##### TASK INPUT

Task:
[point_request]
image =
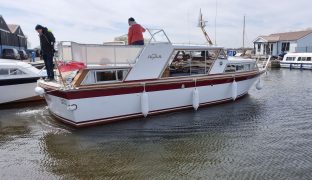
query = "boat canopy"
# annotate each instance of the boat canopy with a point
(91, 54)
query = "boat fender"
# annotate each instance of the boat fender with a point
(144, 104)
(234, 90)
(259, 85)
(72, 107)
(39, 91)
(195, 99)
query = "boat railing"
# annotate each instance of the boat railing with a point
(98, 54)
(157, 36)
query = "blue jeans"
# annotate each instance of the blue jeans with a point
(48, 61)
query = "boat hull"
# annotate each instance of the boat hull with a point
(296, 65)
(18, 93)
(94, 107)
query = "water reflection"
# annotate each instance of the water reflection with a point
(266, 135)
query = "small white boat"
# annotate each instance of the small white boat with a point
(297, 61)
(17, 81)
(122, 82)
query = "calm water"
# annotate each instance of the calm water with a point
(266, 135)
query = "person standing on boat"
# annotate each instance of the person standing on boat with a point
(135, 34)
(47, 41)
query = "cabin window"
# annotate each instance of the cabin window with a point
(188, 63)
(16, 72)
(290, 58)
(230, 68)
(259, 47)
(4, 72)
(240, 67)
(105, 76)
(285, 46)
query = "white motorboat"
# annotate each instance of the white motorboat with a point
(121, 82)
(297, 61)
(17, 81)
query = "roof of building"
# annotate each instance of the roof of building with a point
(13, 27)
(3, 25)
(287, 36)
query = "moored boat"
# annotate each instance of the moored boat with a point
(17, 81)
(297, 61)
(121, 82)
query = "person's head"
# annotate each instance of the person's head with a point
(39, 29)
(131, 21)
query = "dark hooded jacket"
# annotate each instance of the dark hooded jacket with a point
(47, 41)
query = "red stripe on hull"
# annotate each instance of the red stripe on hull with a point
(132, 116)
(150, 87)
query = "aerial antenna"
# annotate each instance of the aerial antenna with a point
(244, 32)
(216, 21)
(202, 25)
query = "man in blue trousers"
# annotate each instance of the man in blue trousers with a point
(47, 41)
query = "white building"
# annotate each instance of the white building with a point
(289, 42)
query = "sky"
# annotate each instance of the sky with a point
(98, 21)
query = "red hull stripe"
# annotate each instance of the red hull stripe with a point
(131, 116)
(91, 93)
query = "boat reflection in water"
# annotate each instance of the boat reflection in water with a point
(163, 146)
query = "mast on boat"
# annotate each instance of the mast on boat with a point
(244, 31)
(202, 25)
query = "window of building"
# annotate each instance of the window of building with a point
(259, 47)
(290, 58)
(285, 46)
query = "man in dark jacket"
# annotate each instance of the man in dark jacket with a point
(47, 41)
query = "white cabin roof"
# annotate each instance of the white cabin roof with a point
(299, 54)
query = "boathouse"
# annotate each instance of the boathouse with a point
(279, 43)
(11, 36)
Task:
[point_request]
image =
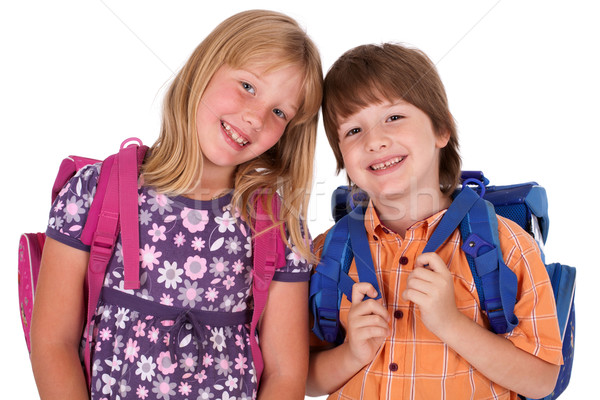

##########

**EXERCISE TASK**
How many lines in the data above contain the string "jeans" with matching case? Reply with only the number.

**WRITTEN SOLUTION**
2